## Input material
☆ ☆ ☆ ☆

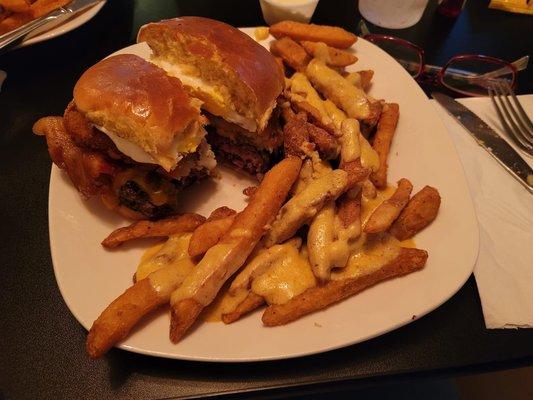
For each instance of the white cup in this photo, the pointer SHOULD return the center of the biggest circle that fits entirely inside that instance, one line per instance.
(280, 10)
(392, 14)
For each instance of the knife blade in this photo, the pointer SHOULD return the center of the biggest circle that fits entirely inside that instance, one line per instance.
(11, 38)
(487, 138)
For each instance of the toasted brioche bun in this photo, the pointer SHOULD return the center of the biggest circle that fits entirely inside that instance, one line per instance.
(243, 79)
(139, 102)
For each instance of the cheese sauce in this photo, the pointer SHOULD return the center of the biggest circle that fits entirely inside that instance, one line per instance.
(289, 277)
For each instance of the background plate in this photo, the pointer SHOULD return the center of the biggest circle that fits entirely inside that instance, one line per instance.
(90, 277)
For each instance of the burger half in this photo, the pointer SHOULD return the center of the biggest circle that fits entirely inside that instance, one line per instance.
(237, 80)
(132, 135)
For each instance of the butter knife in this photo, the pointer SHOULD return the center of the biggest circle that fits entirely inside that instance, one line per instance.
(487, 138)
(73, 8)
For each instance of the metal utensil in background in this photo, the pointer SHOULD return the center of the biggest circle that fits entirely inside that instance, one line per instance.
(487, 138)
(76, 6)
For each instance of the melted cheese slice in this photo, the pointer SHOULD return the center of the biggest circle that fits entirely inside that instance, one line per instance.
(289, 277)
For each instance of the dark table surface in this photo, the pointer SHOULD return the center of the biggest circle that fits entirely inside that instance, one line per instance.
(42, 345)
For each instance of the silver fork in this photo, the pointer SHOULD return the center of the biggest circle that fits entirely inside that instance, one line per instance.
(512, 116)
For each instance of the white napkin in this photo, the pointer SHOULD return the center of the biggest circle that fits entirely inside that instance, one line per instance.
(504, 268)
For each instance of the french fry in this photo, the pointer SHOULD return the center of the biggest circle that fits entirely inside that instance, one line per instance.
(331, 35)
(334, 57)
(295, 134)
(340, 91)
(301, 208)
(291, 53)
(320, 297)
(148, 229)
(419, 212)
(230, 253)
(382, 142)
(349, 209)
(387, 212)
(250, 303)
(147, 294)
(209, 233)
(361, 79)
(325, 143)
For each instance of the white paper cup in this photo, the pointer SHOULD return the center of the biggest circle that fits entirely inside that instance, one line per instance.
(392, 14)
(280, 10)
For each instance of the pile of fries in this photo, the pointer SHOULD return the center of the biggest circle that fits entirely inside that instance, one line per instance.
(320, 227)
(15, 13)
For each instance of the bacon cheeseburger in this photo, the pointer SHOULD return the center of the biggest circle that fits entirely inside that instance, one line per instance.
(237, 80)
(132, 135)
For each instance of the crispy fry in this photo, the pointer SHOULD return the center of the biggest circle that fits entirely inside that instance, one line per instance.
(296, 135)
(121, 316)
(331, 35)
(249, 191)
(421, 210)
(334, 57)
(314, 116)
(320, 297)
(291, 53)
(387, 212)
(146, 229)
(369, 123)
(356, 172)
(361, 79)
(225, 258)
(326, 144)
(301, 208)
(339, 90)
(369, 190)
(209, 233)
(382, 142)
(250, 303)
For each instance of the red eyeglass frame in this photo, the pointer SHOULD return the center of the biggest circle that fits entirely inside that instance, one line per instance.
(423, 77)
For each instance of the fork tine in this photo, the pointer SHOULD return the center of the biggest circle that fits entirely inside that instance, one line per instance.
(494, 96)
(507, 110)
(525, 119)
(517, 123)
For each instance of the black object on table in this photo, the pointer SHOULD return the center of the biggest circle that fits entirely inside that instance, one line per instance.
(42, 351)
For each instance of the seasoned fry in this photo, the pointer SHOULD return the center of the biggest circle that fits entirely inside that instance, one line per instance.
(349, 208)
(331, 35)
(385, 214)
(295, 135)
(225, 258)
(326, 144)
(146, 229)
(361, 79)
(339, 90)
(121, 316)
(333, 57)
(382, 142)
(421, 210)
(15, 5)
(369, 190)
(320, 297)
(250, 303)
(303, 206)
(291, 53)
(314, 116)
(209, 233)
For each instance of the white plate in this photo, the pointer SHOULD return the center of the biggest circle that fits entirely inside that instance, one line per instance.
(61, 26)
(90, 277)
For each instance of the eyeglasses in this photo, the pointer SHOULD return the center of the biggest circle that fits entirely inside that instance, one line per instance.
(468, 74)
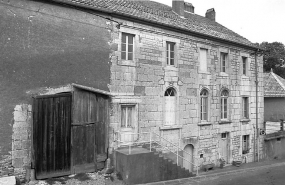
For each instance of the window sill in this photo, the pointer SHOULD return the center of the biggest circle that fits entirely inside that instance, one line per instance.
(127, 63)
(204, 72)
(244, 77)
(223, 74)
(245, 120)
(174, 127)
(204, 123)
(225, 121)
(171, 68)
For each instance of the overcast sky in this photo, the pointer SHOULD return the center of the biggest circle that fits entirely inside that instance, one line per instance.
(256, 20)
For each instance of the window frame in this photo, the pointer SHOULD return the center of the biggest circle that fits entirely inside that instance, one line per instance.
(206, 60)
(223, 61)
(245, 108)
(133, 109)
(204, 105)
(168, 53)
(244, 65)
(127, 44)
(245, 144)
(224, 98)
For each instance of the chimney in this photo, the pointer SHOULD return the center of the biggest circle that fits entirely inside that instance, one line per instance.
(211, 14)
(188, 9)
(178, 7)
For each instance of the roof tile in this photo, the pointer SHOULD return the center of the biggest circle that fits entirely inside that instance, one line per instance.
(161, 13)
(274, 85)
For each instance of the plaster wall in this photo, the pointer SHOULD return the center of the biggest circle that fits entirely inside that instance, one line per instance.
(274, 109)
(44, 46)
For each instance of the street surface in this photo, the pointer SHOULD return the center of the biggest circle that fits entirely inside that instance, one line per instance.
(266, 176)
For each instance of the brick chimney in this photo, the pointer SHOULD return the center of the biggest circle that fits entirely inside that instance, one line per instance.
(211, 14)
(188, 9)
(178, 7)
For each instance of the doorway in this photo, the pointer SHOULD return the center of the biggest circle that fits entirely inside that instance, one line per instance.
(188, 155)
(224, 146)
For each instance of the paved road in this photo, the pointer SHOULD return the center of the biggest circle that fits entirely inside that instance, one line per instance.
(267, 176)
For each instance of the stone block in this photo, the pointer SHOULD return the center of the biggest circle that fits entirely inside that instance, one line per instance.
(17, 162)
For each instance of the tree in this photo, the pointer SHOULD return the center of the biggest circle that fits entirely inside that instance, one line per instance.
(274, 57)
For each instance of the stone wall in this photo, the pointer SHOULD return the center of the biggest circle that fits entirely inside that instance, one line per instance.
(21, 140)
(145, 79)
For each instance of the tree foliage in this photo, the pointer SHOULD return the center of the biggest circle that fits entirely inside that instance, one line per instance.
(274, 57)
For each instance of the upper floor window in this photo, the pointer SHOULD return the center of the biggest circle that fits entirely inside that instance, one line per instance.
(127, 46)
(170, 53)
(203, 59)
(127, 116)
(224, 104)
(245, 107)
(170, 106)
(204, 105)
(223, 59)
(244, 66)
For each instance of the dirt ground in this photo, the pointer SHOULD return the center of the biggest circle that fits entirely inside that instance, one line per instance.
(81, 179)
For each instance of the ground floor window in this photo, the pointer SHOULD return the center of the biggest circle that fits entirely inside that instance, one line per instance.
(127, 116)
(245, 144)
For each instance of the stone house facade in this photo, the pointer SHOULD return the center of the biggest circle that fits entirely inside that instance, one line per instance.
(167, 70)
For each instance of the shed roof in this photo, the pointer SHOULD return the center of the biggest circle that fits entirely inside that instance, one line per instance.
(274, 85)
(162, 14)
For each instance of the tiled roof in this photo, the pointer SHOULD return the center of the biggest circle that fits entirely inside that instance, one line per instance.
(162, 14)
(274, 85)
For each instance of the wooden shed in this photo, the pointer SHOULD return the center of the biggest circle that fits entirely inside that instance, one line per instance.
(70, 132)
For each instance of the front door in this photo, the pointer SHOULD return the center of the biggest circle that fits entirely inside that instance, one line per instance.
(224, 146)
(188, 155)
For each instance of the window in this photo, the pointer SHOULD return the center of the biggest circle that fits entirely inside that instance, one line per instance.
(203, 60)
(245, 114)
(245, 144)
(224, 104)
(204, 104)
(244, 66)
(223, 59)
(127, 116)
(170, 106)
(127, 46)
(170, 53)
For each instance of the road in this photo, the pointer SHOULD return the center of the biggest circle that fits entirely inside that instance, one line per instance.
(266, 176)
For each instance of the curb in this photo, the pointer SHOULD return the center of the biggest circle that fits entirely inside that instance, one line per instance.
(236, 171)
(215, 174)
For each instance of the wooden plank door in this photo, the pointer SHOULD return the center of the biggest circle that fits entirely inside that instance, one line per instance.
(51, 135)
(188, 155)
(224, 146)
(89, 131)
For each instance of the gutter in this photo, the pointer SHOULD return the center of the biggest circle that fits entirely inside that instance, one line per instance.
(154, 24)
(256, 105)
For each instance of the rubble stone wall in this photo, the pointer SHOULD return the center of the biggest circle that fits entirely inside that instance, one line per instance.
(146, 78)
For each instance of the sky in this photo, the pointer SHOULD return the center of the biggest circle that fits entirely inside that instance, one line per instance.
(256, 20)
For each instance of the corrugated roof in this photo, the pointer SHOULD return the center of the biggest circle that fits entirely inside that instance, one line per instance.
(274, 85)
(160, 13)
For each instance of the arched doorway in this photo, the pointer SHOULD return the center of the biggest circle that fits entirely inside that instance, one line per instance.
(170, 106)
(188, 155)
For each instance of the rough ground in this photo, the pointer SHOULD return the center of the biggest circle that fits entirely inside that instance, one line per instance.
(80, 179)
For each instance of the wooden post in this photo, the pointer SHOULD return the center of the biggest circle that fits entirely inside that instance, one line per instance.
(150, 141)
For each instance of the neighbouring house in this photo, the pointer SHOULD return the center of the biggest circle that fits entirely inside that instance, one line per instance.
(274, 114)
(90, 80)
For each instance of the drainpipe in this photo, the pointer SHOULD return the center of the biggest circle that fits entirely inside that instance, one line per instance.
(256, 105)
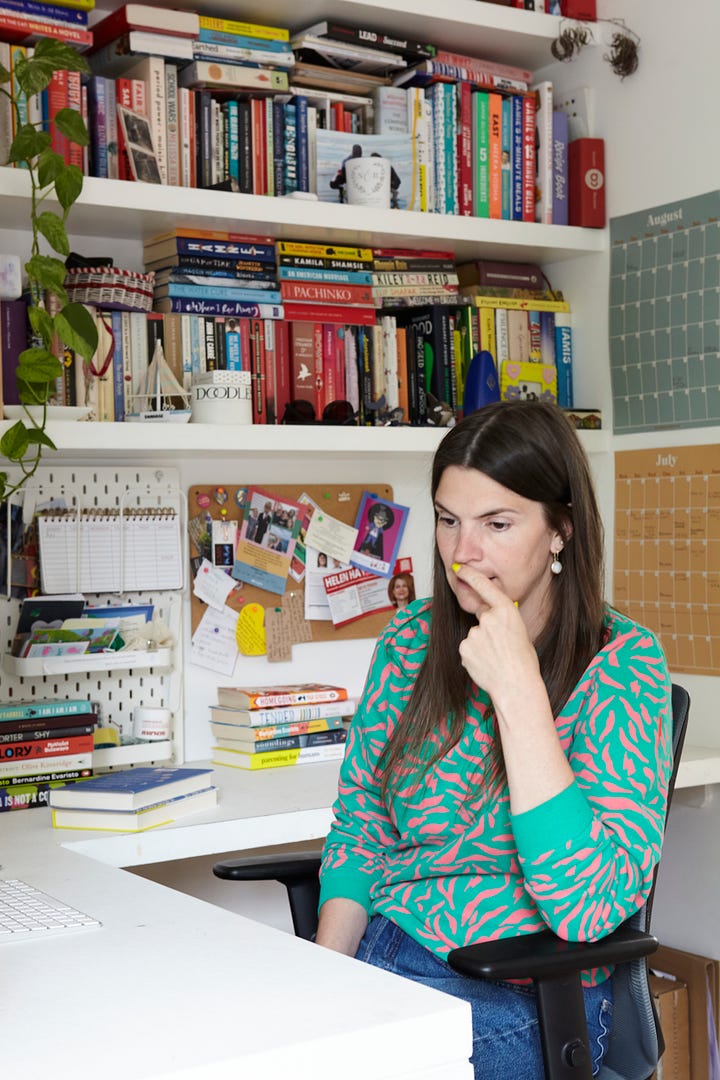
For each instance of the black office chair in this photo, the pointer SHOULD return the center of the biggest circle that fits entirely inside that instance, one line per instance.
(554, 964)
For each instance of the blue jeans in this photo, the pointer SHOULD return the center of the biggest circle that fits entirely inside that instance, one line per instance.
(505, 1031)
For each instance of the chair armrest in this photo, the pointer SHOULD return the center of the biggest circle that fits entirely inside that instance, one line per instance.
(546, 956)
(285, 868)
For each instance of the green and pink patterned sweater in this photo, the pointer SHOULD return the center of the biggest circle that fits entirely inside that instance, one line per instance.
(451, 868)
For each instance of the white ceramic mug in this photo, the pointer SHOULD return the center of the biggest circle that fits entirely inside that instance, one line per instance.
(151, 725)
(367, 181)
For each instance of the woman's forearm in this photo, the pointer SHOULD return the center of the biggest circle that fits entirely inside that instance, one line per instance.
(341, 925)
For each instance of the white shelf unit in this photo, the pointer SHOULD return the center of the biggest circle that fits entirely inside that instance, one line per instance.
(117, 682)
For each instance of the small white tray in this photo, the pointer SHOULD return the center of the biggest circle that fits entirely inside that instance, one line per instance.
(85, 662)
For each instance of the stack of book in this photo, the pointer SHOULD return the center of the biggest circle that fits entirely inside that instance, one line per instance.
(228, 274)
(266, 728)
(43, 743)
(133, 800)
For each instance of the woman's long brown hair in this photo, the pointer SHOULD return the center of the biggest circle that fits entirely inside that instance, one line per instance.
(530, 448)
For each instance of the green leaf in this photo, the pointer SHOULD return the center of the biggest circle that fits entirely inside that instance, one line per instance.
(70, 123)
(38, 365)
(32, 76)
(68, 186)
(41, 323)
(35, 393)
(52, 228)
(63, 57)
(76, 328)
(14, 443)
(37, 436)
(48, 271)
(28, 144)
(50, 165)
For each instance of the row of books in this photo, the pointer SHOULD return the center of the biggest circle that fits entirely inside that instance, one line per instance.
(43, 744)
(464, 135)
(258, 728)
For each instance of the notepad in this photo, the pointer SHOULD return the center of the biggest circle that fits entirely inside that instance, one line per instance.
(102, 551)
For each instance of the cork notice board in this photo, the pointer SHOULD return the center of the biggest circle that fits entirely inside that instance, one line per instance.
(339, 500)
(667, 550)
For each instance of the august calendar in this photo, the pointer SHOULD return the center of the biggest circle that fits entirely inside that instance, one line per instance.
(667, 550)
(665, 315)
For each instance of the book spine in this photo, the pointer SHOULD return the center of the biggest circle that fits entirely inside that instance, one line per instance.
(172, 125)
(51, 746)
(543, 97)
(302, 148)
(328, 313)
(201, 307)
(516, 135)
(528, 158)
(258, 370)
(247, 29)
(17, 27)
(559, 169)
(219, 293)
(270, 380)
(481, 161)
(337, 277)
(322, 293)
(19, 732)
(564, 360)
(277, 146)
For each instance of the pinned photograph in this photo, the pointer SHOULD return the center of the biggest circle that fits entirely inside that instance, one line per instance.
(138, 143)
(380, 525)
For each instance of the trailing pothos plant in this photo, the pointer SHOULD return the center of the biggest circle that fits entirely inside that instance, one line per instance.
(50, 176)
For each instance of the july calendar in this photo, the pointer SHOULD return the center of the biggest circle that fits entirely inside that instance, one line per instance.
(667, 550)
(665, 315)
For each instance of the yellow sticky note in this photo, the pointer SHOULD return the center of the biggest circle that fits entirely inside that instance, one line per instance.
(249, 633)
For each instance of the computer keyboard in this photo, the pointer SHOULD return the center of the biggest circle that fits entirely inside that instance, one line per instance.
(28, 914)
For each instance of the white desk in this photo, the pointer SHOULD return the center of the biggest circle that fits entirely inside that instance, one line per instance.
(173, 987)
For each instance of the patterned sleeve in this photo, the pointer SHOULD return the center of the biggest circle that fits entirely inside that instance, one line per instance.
(588, 853)
(362, 828)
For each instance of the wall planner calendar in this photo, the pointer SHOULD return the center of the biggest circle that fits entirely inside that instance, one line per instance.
(667, 550)
(665, 315)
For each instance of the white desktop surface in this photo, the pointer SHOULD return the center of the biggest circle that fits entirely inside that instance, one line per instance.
(171, 986)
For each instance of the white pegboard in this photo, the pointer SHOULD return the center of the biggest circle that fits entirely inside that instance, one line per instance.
(117, 691)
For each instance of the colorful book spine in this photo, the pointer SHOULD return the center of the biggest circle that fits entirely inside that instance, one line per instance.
(201, 307)
(560, 202)
(564, 359)
(480, 158)
(517, 162)
(221, 293)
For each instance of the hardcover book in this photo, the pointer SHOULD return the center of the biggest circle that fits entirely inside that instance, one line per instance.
(297, 693)
(136, 821)
(132, 788)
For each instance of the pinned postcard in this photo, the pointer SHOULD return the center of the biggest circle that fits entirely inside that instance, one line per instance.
(327, 534)
(212, 585)
(380, 525)
(214, 644)
(354, 593)
(267, 540)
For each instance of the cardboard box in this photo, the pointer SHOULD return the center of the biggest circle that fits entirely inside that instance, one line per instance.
(670, 997)
(586, 175)
(701, 975)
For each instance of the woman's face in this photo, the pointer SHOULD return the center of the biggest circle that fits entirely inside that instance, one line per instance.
(506, 537)
(402, 592)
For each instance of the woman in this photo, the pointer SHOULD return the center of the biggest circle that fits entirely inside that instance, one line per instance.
(507, 766)
(401, 590)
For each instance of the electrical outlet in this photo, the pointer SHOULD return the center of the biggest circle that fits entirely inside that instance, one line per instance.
(580, 106)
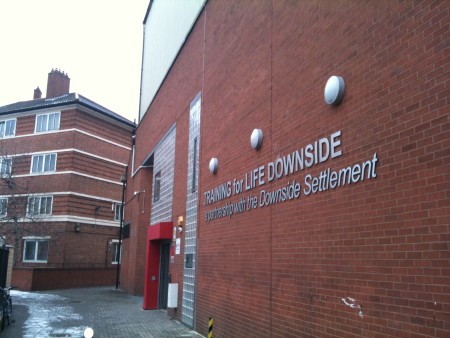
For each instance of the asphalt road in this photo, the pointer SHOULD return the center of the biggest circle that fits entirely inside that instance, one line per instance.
(109, 312)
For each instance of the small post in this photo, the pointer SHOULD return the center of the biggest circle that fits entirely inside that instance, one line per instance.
(123, 179)
(210, 326)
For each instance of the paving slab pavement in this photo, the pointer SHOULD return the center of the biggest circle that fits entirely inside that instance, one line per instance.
(109, 312)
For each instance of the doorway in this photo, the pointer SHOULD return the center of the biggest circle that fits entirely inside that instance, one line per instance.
(164, 277)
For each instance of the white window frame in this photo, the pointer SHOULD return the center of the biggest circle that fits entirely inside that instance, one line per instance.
(114, 248)
(157, 187)
(39, 206)
(5, 167)
(3, 206)
(36, 240)
(4, 128)
(45, 158)
(47, 126)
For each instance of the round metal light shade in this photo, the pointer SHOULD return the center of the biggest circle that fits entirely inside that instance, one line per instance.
(213, 165)
(256, 139)
(334, 90)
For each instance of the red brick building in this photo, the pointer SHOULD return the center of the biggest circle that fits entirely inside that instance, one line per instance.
(62, 159)
(274, 212)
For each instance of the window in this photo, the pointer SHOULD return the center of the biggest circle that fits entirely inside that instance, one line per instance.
(116, 257)
(39, 205)
(3, 206)
(194, 167)
(5, 166)
(7, 128)
(157, 187)
(117, 211)
(35, 250)
(43, 163)
(47, 122)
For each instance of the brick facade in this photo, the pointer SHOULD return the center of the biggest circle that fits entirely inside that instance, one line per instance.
(367, 259)
(92, 147)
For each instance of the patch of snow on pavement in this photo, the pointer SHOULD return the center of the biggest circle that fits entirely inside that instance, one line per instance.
(46, 311)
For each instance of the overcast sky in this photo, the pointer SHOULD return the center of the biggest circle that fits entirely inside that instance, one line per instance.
(98, 43)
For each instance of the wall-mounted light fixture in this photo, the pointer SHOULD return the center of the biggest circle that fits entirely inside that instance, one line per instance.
(256, 139)
(334, 90)
(213, 165)
(180, 223)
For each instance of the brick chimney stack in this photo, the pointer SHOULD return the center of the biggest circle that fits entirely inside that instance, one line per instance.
(37, 94)
(58, 83)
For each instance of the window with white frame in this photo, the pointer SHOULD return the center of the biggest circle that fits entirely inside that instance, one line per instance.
(43, 163)
(117, 211)
(47, 122)
(41, 205)
(5, 166)
(157, 187)
(35, 249)
(3, 206)
(7, 128)
(116, 256)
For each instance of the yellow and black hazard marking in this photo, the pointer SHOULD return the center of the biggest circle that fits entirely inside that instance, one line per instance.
(210, 325)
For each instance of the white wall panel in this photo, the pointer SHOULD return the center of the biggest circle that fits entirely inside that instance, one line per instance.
(166, 27)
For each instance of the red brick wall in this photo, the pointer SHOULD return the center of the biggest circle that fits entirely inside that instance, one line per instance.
(91, 246)
(29, 279)
(282, 270)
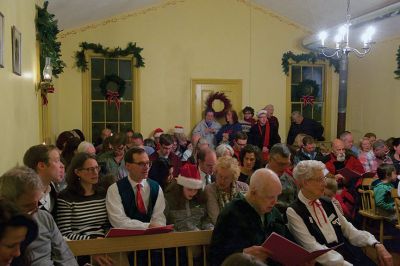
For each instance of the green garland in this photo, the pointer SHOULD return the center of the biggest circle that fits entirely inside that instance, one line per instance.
(397, 72)
(81, 62)
(46, 34)
(310, 58)
(112, 78)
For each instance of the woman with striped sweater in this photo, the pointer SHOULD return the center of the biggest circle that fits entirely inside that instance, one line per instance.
(82, 212)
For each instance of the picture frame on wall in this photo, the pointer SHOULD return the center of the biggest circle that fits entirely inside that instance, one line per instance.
(1, 40)
(16, 50)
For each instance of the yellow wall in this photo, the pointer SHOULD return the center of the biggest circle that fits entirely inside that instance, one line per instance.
(223, 39)
(18, 100)
(373, 93)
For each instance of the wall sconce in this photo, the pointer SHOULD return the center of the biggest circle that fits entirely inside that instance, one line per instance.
(48, 70)
(45, 85)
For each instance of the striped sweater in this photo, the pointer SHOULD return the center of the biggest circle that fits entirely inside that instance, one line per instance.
(82, 217)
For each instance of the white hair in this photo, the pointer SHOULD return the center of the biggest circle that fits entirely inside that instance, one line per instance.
(84, 146)
(222, 149)
(19, 180)
(306, 169)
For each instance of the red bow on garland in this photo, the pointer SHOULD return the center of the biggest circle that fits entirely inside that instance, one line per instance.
(47, 89)
(113, 96)
(307, 100)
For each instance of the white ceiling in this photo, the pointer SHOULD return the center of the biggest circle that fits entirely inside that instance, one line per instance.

☆ ☆ ☆ ☆

## What the task asks
Only the line containing "For each instance of the striped" and the lines after it, up to and including the last line of the data, should appear in the answer, exactly as written.

## Completed task
For each instance of the striped sweater in this photo, the pointer SHOULD return the center of the biggest circle that fits entirely inside that instance, one line per instance.
(82, 217)
For each instance of the white hair in this photo, the pointer SHOULD return the center of the biggest circle that fits entirely inside that instance, one line per instance.
(84, 146)
(222, 149)
(19, 180)
(306, 169)
For each instance of the red bow on garland in this photo, the pointer SHOULD return the center of the biggest circle that fits entirely inside that instance, one line per instance.
(47, 89)
(113, 96)
(307, 100)
For each instance of the white ceiling in this photo, the pointer SHOULD return the center of the biggest circle that fits entirely inside that instance, one line per instance.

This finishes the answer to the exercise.